═══ RECORDS FOR THE TASK ═══

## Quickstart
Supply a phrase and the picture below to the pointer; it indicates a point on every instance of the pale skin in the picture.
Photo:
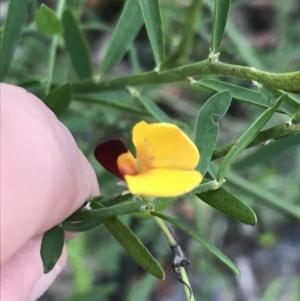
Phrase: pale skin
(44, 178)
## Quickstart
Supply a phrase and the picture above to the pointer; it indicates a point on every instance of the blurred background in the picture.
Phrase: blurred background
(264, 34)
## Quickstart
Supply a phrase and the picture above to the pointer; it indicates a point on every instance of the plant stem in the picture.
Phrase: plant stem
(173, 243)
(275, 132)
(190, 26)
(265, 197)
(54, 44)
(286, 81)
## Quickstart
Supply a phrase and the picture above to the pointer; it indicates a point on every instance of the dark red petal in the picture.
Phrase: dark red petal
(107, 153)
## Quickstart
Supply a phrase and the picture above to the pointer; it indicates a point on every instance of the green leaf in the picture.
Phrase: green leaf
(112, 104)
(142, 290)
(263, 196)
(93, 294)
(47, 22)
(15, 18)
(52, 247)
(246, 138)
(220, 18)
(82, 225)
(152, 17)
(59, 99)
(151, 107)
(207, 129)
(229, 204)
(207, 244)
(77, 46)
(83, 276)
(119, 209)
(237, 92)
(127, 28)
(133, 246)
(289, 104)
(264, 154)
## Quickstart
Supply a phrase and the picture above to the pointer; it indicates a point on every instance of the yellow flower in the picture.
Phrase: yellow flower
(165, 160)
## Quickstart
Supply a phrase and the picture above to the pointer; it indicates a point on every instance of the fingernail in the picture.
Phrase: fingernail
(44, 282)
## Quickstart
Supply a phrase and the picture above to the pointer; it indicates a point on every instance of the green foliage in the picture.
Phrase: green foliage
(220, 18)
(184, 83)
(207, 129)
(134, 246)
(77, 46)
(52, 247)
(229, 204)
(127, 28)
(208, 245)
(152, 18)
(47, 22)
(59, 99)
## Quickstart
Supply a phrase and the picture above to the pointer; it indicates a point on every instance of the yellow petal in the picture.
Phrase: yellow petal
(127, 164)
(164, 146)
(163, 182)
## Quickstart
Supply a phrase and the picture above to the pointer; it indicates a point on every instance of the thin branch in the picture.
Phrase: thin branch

═══

Set down every line of the entries above again, exactly as written, but not the pictures.

## Quickstart
Supply a phrase and the picture below to the pointer; it indicates a point on every instance of the pale skin in the picture.
Photo:
Phrase: pale skin
(44, 178)
## Quickstart
Supply a phrase and the picture above to the pointer; it indicates a point on every instance of the blurred background in the picture.
Phrase: blurred background
(264, 34)
## Quickstart
Supply a phrase and the picture above to the pointer; it indicates a point on every instance of the plant stem in the picture.
Phrase: plant stem
(173, 243)
(275, 132)
(190, 26)
(265, 197)
(54, 44)
(286, 81)
## Quickstart
Supply a phrase and the picture above to the pointer; it indicates a point on every instance of the dark red petal in the picture.
Phrase: dark red petal
(107, 153)
## Quickstart
Supply a phrase and the picture above to the pointer; it indicates a point on every instance of the green leaf in the picture.
Phrase: green leaf
(112, 104)
(142, 290)
(263, 196)
(93, 294)
(47, 22)
(15, 18)
(52, 247)
(246, 138)
(220, 18)
(82, 225)
(152, 17)
(59, 99)
(151, 107)
(207, 129)
(229, 204)
(207, 244)
(77, 46)
(83, 276)
(119, 209)
(237, 92)
(127, 28)
(133, 246)
(289, 104)
(264, 154)
## Quickstart
Supply a phrase and the picture above to the pointer; it indicates a point on every instance of the yellow flower in the picture.
Phrase: yellow flower
(165, 160)
## Quickstart
Supply a phrase and the picture above to the pointer; it indicates a point on every instance of the fingernail in the picture.
Phrase: fingernail
(44, 282)
## Quickstart
Supply a phrase and the picture above to the pointer; it indicates a point on every instance of the green foliage in the picture.
Phrase: green foliage
(220, 18)
(184, 83)
(207, 129)
(134, 246)
(77, 46)
(52, 247)
(229, 204)
(127, 28)
(208, 245)
(152, 18)
(47, 22)
(59, 99)
## Quickstart
Supply a phrase and the picture above to the pointer; it indicates a point on every instance of the yellow petal in the picture.
Phrase: yellow petal
(127, 164)
(164, 146)
(163, 182)
## Quickstart
Supply a phrase and the picture above to the pointer; it indicates a point on every instance of the thin branch in the picture.
Phrase: thin branch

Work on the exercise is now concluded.